## begin
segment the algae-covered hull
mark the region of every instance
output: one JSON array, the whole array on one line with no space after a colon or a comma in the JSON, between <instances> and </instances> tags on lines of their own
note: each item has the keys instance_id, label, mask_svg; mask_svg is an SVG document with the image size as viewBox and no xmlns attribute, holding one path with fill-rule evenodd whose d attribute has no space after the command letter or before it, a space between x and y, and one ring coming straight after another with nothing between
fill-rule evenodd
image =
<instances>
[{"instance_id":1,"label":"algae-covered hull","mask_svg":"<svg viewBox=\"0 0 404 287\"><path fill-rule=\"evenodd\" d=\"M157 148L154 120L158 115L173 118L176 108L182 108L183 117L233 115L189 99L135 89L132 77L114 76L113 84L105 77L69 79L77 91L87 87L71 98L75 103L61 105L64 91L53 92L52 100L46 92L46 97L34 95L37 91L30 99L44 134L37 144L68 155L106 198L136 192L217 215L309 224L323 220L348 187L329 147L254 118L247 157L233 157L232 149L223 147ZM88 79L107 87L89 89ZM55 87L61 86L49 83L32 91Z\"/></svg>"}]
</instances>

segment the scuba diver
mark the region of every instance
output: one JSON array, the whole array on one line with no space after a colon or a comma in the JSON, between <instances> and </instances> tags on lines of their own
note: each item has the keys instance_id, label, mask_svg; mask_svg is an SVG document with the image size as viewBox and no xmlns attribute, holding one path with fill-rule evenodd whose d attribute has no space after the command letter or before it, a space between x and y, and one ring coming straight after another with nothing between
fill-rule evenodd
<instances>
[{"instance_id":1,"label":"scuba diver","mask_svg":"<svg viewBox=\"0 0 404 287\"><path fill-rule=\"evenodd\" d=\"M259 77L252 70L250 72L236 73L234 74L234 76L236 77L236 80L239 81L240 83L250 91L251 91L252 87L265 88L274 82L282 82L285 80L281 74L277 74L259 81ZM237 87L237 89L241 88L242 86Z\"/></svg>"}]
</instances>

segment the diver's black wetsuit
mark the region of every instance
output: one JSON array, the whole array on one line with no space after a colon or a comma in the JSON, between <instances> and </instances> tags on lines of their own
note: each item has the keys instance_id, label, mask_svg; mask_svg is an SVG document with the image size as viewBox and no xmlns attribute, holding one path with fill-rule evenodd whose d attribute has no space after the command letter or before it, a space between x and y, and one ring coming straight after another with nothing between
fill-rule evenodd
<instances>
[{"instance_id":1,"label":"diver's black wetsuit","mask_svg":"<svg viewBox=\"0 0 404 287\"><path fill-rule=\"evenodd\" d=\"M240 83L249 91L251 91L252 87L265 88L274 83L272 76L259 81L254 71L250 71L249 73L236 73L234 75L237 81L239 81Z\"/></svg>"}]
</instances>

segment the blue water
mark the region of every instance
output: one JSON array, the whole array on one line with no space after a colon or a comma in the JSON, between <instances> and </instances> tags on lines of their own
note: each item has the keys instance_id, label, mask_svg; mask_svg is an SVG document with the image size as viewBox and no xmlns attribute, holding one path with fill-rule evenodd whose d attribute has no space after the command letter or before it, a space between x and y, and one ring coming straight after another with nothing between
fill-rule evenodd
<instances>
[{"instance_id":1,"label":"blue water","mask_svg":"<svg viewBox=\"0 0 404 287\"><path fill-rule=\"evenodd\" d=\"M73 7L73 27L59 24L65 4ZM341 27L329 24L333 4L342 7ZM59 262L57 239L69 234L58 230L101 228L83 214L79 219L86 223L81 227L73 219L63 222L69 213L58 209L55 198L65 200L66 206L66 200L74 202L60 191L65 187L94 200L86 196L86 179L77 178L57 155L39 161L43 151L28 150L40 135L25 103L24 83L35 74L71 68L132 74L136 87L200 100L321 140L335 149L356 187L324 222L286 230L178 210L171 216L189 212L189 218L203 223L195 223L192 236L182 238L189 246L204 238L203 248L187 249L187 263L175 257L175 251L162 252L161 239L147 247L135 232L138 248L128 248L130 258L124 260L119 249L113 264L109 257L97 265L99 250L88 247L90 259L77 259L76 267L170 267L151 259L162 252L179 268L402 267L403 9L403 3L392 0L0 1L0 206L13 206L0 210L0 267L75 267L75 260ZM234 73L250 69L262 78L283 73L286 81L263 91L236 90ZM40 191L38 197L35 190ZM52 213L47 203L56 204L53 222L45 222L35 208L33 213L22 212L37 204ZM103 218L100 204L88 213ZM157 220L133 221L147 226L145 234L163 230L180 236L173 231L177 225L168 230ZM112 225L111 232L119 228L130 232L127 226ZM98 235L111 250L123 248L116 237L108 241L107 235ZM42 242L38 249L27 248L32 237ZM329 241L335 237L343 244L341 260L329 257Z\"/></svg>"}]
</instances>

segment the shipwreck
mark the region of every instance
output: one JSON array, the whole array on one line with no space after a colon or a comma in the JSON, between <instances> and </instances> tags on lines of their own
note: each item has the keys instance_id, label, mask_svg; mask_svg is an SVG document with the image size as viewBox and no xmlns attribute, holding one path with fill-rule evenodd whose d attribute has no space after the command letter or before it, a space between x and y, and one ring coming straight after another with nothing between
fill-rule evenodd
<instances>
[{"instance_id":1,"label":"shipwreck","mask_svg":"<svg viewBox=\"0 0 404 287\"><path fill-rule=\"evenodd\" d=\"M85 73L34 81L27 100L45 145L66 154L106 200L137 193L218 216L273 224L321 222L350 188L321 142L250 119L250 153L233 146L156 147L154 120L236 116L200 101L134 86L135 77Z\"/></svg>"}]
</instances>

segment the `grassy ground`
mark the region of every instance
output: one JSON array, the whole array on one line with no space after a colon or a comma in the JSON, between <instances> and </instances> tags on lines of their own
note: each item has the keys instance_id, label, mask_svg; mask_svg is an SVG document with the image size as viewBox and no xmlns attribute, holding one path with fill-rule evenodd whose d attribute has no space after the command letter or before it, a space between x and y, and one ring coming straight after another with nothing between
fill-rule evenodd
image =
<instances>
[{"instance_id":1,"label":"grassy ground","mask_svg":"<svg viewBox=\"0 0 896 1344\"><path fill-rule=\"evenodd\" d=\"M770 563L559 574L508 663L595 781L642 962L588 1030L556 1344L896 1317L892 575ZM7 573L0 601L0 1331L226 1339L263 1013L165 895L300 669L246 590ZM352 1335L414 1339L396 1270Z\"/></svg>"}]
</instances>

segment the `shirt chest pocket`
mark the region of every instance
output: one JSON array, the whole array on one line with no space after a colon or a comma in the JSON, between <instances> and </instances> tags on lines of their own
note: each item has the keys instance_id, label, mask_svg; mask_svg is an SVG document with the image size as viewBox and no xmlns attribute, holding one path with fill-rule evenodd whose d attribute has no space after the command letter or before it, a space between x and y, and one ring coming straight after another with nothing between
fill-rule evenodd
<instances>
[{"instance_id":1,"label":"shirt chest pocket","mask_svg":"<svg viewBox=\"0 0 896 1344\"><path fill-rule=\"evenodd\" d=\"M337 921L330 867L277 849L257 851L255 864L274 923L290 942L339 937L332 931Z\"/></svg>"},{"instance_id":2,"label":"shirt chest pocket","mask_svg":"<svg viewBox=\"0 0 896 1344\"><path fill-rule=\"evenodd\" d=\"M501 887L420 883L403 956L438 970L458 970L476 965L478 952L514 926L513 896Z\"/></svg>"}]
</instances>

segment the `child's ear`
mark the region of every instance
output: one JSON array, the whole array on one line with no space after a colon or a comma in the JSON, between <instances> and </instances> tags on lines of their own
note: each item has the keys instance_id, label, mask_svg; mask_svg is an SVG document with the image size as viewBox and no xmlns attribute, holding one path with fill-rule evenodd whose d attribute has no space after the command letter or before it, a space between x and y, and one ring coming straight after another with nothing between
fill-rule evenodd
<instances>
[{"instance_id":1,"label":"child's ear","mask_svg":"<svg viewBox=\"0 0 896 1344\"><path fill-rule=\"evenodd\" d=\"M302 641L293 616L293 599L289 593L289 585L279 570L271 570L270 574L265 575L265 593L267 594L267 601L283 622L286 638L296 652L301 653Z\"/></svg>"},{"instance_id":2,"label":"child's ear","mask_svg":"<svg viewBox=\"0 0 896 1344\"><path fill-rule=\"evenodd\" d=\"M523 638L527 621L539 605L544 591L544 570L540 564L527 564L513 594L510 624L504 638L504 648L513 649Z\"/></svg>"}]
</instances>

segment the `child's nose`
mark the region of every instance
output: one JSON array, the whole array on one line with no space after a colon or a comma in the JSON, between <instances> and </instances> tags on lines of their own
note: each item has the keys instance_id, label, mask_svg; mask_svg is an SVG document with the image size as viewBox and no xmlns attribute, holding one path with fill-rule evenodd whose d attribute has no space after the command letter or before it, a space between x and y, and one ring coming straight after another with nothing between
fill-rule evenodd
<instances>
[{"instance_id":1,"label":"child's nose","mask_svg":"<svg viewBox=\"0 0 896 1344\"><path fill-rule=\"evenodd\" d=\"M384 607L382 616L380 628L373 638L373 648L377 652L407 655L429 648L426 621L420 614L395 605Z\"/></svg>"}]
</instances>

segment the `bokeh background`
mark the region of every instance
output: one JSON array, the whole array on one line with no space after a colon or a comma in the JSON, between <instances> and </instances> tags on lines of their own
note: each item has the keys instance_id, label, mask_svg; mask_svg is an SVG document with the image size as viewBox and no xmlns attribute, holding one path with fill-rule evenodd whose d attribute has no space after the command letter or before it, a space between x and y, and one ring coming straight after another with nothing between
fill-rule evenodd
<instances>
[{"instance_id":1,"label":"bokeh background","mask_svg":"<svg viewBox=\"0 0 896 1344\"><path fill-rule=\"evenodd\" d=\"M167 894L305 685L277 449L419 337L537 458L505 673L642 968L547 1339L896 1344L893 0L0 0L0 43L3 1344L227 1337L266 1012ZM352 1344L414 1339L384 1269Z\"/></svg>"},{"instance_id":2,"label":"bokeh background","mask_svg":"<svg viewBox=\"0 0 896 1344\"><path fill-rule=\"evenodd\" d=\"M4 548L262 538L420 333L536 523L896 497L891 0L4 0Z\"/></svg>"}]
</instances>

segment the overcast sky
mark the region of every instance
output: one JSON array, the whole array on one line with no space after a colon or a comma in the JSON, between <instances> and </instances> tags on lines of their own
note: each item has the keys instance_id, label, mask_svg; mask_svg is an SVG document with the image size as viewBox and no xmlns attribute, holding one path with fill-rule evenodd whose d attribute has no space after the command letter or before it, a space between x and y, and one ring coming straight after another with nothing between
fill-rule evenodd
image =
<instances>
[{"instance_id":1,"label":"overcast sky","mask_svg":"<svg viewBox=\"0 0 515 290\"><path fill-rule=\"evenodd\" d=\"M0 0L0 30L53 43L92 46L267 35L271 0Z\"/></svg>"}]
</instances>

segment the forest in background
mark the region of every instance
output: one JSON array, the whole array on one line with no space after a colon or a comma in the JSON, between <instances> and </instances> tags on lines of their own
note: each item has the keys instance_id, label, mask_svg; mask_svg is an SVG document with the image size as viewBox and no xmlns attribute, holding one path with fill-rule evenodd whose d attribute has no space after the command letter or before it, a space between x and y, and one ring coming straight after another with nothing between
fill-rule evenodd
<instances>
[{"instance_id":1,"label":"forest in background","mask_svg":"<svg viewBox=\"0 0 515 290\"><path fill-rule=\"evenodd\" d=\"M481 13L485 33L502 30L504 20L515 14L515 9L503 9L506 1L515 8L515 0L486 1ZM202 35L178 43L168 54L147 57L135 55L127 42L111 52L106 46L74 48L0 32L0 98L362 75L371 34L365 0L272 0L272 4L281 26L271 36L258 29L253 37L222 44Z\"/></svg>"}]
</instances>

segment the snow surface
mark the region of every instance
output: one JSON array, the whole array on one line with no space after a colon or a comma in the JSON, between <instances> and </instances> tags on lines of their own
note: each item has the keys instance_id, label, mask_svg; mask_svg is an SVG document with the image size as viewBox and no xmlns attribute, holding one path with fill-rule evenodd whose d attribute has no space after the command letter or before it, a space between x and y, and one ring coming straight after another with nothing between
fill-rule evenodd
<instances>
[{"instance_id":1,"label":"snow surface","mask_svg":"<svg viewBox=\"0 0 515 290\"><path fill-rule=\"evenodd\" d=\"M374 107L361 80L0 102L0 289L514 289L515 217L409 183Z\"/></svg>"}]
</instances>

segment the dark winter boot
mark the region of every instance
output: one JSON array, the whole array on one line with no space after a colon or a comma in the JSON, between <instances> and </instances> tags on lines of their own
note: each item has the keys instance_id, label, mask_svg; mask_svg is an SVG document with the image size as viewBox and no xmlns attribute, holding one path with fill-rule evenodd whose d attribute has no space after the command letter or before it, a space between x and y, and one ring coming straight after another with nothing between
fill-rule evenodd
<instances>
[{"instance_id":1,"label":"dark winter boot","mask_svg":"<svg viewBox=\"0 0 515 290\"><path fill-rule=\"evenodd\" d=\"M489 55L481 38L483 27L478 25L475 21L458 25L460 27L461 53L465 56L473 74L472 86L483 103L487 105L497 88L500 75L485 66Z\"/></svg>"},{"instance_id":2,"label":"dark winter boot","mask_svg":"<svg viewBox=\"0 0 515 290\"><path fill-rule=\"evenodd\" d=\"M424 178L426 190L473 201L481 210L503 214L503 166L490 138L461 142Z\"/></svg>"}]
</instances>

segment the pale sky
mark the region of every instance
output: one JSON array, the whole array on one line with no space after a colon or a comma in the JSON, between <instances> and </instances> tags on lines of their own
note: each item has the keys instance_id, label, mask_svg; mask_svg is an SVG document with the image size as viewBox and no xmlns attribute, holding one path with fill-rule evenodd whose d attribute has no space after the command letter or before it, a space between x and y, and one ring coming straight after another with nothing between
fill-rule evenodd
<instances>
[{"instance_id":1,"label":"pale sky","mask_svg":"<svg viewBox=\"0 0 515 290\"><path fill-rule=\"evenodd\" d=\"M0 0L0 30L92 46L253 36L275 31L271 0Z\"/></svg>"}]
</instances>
## end
Task instructions »
Using the material above, extract the line that contains "segment the pale sky" and every line after it, exactly as given; stop at the last line.

Output of the exercise »
segment the pale sky
mark the region of every instance
output: one JSON array, the whole array on one line with no space after a colon or a comma in the JSON, between <instances> and </instances> tags on lines of their own
note: each item has the keys instance_id, label, mask_svg; mask_svg is an SVG document with the image size as viewBox and no xmlns attribute, holding one path with fill-rule evenodd whose d attribute has no space after the command letter or before it, a space between x and y, and one ring coming straight after another with nothing between
fill-rule evenodd
<instances>
[{"instance_id":1,"label":"pale sky","mask_svg":"<svg viewBox=\"0 0 515 290\"><path fill-rule=\"evenodd\" d=\"M0 0L0 30L92 46L253 36L275 31L271 0Z\"/></svg>"}]
</instances>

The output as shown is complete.